= Written instruction =
What follows is a block of records; reproduce all of it verbatim.

Boundary labeling items
==*==
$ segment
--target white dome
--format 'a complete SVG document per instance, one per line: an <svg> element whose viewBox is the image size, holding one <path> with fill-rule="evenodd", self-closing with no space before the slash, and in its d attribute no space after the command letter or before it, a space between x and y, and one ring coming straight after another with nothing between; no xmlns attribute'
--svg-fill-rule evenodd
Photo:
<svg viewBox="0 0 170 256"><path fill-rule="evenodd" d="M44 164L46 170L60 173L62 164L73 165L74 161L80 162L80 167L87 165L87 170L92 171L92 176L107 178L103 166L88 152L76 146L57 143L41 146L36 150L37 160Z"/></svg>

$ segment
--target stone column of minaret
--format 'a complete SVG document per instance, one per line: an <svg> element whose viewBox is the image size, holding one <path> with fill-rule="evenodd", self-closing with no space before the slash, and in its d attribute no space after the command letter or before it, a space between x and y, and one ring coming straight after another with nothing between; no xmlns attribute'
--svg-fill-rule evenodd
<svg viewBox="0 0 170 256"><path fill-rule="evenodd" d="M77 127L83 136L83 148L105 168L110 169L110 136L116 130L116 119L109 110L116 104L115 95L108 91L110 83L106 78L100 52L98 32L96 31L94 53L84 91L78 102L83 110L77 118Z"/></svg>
==*==
= Correct response =
$ segment
--target white dome
--format 'a complete SVG document per instance, one per line: an <svg> element whose viewBox is the image size, holding one <path> with fill-rule="evenodd", self-closing with no space before the slash, and in its d attribute no space after the command letter or before it, a space between x and y, and one ring coming straight after another with nothing between; no xmlns attribute'
--svg-fill-rule evenodd
Photo:
<svg viewBox="0 0 170 256"><path fill-rule="evenodd" d="M44 164L46 170L60 173L62 164L73 165L74 161L80 162L80 167L87 165L87 170L92 171L92 176L107 178L103 166L88 152L76 146L57 143L41 146L36 150L37 160Z"/></svg>

$ segment
--target stone column of minaret
--format 'a complete SVG document per instance, one per line: an <svg> element whose viewBox is the image size, holding one <path> with fill-rule="evenodd", self-closing with no space before the slash, and in its d attribute no space after the command letter or before it, a space between x and y, and one ring coming straight after another with nothing between; no xmlns attribute'
--svg-fill-rule evenodd
<svg viewBox="0 0 170 256"><path fill-rule="evenodd" d="M77 127L83 136L83 148L105 168L110 169L110 136L116 130L116 119L109 110L116 104L115 95L108 91L110 83L106 78L100 52L98 32L96 31L94 53L84 91L78 102L83 110L77 118Z"/></svg>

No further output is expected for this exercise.